Cita completo y sin cambiar nada el texto sobre la salud mental de los trabajadores en México.

## [FRAGMENTO CITADO]
──────

En fecha reciente, sobre todo cuando se celebró el Día Internacional de la Salud Mental, se presumió que próximamente se brindará este servicio a los trabajadores para que gocen de mayor bienestar. Pero cabe preguntar si todo esto servirá para proteger realmente la salud mental de los trabajadores de México, país donde los capitalistas nacionales y extranjeros los obligan a laborar más de ocho horas diarias en semanas de seis o siete días, con salarios que figuran entre los más bajos del mundo, como ocurría hace siglo y medio cuando el filósofo de Tréveris denunció que el inconmensurable apetito de ganancias de los dueños del capital exprime al trabajador hasta llevarlo al límite de la vida con la muerte, porque lo trata como un insumo más o una simple máquina.
Los fanáticos del segundo piso de la “Cuarta Transformación” dirán que ahora es diferente. Pero eso no es cierto y ahora, como antes, la situación del trabajador persiste; pues debe ofrecer su mano de obra a los explotadores y éstos lo ven como un insumo vivo que no merece mejor suerte. ¿Y el aumento al salario mínimo? Una pantomima. Los grandes empresarios aseguraron que sí, pero enseguida aumentaron las jornadas de trabajo y, sobre todo, el precio de las mercancías. Por ello, ahora el trabajador debe laborar más para adquirir los alimentos básicos indispensables para su supervivencia y la de su prole. ¿Qué ha cambiado para los trabajadores de la Zona Metropolitana del Valle de México, quienes desde las cuatro o cinco de la mañana se levantan y bajan de los cerros para subirse al transporte colectivo y dirigirse a sus trabajos; y en la noche regresar a sus hogares para sentarse a la mesa, disfrutar de una magra cena e irse a la cama?

──────

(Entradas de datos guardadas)
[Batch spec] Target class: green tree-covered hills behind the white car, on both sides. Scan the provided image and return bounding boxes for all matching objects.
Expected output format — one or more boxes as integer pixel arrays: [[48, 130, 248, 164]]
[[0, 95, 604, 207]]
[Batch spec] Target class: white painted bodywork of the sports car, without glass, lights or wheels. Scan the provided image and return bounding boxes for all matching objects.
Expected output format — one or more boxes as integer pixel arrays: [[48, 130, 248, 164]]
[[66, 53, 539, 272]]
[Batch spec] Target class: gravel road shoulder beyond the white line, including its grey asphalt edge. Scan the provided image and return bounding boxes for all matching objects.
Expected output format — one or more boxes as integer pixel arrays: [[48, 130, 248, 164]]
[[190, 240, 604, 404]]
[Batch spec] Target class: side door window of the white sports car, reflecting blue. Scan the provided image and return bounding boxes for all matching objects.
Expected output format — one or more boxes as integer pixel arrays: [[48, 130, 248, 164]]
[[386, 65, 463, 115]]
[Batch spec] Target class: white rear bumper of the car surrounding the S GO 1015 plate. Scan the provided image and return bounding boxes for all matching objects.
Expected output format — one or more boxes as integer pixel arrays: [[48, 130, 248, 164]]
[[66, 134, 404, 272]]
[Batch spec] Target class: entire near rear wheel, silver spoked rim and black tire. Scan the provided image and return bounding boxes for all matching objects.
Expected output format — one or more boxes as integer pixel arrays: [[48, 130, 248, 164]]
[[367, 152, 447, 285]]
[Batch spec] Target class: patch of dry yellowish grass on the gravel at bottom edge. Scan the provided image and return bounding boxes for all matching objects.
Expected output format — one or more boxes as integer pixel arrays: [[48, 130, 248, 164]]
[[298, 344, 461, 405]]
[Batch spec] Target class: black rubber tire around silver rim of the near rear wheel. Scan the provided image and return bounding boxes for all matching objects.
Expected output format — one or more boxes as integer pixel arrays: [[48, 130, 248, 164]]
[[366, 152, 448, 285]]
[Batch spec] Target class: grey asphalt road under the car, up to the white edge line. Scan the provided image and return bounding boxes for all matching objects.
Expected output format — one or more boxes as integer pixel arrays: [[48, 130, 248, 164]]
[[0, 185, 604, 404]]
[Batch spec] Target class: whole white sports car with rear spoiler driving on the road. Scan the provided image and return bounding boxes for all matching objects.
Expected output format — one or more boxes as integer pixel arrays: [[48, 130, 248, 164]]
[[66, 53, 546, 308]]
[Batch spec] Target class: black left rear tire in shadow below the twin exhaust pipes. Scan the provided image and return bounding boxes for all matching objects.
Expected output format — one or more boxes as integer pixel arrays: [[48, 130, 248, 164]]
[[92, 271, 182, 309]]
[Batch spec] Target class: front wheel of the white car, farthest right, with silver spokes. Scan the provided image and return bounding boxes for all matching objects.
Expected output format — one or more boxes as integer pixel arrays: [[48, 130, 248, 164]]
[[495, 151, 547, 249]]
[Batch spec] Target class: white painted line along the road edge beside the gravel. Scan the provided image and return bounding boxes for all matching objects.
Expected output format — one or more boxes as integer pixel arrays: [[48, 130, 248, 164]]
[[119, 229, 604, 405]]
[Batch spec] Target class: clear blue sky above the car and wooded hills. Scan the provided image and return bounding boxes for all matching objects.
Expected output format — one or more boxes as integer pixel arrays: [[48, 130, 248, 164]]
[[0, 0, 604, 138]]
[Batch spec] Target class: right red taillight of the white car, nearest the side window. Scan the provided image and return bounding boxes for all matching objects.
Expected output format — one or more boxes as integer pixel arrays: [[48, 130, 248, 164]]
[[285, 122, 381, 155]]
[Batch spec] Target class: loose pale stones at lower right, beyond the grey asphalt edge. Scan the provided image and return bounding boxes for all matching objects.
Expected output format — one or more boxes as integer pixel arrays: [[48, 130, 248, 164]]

──────

## [SOLUCIÓN DEL PROBLEMA]
En fecha reciente, sobre todo cuando se celebró el Día Internacional de la Salud Mental, se presumió que próximamente se brindará este servicio a los trabajadores para que gocen de mayor bienestar. Pero cabe preguntar si todo esto servirá para proteger realmente la salud mental de los trabajadores de México, país donde los capitalistas nacionales y extranjeros los obligan a laborar más de ocho horas diarias en semanas de seis o siete días, con salarios que figuran entre los más bajos del mundo, como ocurría hace siglo y medio cuando el filósofo de Tréveris denunció que el inconmensurable apetito de ganancias de los dueños del capital exprime al trabajador hasta llevarlo al límite de la vida con la muerte, porque lo trata como un insumo más o una simple máquina.
Los fanáticos del segundo piso de la “Cuarta Transformación” dirán que ahora es diferente. Pero eso no es cierto y ahora, como antes, la situación del trabajador persiste; pues debe ofrecer su mano de obra a los explotadores y éstos lo ven como un insumo vivo que no merece mejor suerte. ¿Y el aumento al salario mínimo? Una pantomima. Los grandes empresarios aseguraron que sí, pero enseguida aumentaron las jornadas de trabajo y, sobre todo, el precio de las mercancías. Por ello, ahora el trabajador debe laborar más para adquirir los alimentos básicos indispensables para su supervivencia y la de su prole. ¿Qué ha cambiado para los trabajadores de la Zona Metropolitana del Valle de México, quienes desde las cuatro o cinco de la mañana se levantan y bajan de los cerros para subirse al transporte colectivo y dirigirse a sus trabajos; y en la noche regresar a sus hogares para sentarse a la mesa, disfrutar de una magra cena e irse a la cama?